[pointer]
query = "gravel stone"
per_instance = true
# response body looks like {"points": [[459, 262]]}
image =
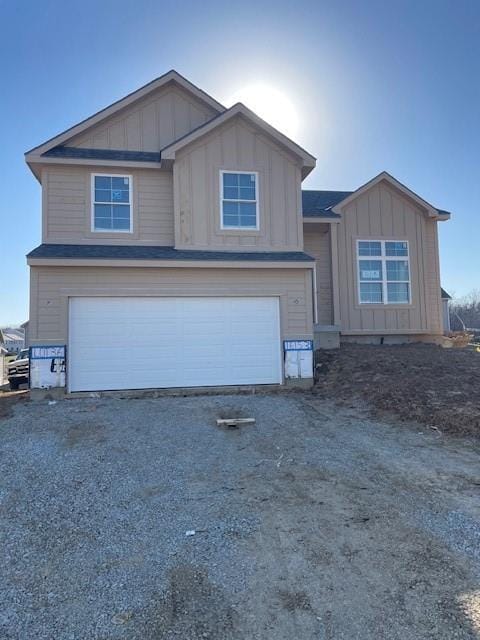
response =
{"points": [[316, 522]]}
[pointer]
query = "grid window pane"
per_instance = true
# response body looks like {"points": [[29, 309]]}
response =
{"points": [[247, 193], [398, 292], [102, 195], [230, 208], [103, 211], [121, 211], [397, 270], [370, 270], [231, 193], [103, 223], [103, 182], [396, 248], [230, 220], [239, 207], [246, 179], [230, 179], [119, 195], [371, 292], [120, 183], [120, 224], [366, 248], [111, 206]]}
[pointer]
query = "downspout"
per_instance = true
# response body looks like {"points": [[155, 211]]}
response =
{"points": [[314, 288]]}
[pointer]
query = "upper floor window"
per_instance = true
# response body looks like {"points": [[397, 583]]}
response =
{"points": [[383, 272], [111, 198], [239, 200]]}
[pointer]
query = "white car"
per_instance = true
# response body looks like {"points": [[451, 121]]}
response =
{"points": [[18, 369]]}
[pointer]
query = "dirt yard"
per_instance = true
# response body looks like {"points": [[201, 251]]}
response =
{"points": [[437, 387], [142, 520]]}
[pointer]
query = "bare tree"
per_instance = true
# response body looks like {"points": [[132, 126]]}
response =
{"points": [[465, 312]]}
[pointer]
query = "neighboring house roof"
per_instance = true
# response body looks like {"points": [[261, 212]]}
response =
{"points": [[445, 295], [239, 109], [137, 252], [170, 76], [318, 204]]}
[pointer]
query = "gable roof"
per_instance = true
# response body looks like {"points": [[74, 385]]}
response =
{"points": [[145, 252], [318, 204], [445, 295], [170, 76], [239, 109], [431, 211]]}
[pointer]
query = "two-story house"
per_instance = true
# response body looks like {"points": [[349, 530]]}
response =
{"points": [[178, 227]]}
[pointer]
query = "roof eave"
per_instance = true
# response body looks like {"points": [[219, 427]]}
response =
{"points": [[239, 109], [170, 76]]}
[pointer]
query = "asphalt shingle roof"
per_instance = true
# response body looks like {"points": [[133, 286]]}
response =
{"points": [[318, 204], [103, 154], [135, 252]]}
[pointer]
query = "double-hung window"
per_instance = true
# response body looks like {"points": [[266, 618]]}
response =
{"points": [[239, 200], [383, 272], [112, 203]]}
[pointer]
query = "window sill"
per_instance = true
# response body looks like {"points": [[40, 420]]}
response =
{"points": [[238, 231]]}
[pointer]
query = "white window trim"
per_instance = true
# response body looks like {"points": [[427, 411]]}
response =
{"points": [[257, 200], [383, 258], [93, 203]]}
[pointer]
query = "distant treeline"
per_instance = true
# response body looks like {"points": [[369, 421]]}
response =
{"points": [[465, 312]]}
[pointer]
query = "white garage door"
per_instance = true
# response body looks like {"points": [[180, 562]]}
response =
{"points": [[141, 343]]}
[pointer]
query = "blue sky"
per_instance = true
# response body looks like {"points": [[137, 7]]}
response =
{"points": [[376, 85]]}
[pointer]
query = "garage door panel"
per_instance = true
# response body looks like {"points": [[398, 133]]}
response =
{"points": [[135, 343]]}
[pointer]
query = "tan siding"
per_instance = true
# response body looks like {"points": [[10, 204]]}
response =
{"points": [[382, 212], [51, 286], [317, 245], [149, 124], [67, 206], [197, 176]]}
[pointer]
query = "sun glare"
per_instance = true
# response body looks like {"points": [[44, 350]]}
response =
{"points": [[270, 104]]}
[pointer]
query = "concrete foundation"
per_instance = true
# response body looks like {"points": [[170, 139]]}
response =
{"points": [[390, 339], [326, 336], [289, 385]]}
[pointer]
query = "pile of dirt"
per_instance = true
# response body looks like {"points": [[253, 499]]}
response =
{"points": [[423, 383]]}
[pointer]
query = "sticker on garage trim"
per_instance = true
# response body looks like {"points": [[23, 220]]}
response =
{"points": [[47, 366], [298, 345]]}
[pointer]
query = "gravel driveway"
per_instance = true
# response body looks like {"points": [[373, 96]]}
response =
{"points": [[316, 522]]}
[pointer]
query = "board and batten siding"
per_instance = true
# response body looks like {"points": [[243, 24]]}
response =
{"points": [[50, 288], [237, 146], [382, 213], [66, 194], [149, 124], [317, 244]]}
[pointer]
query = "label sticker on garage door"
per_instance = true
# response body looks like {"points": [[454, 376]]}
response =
________________________
→ Exercise
Copy each line of the material that includes the string "gravel", in the order the lines appear.

→ Complete output
query = "gravel stone"
query = "gravel driveway"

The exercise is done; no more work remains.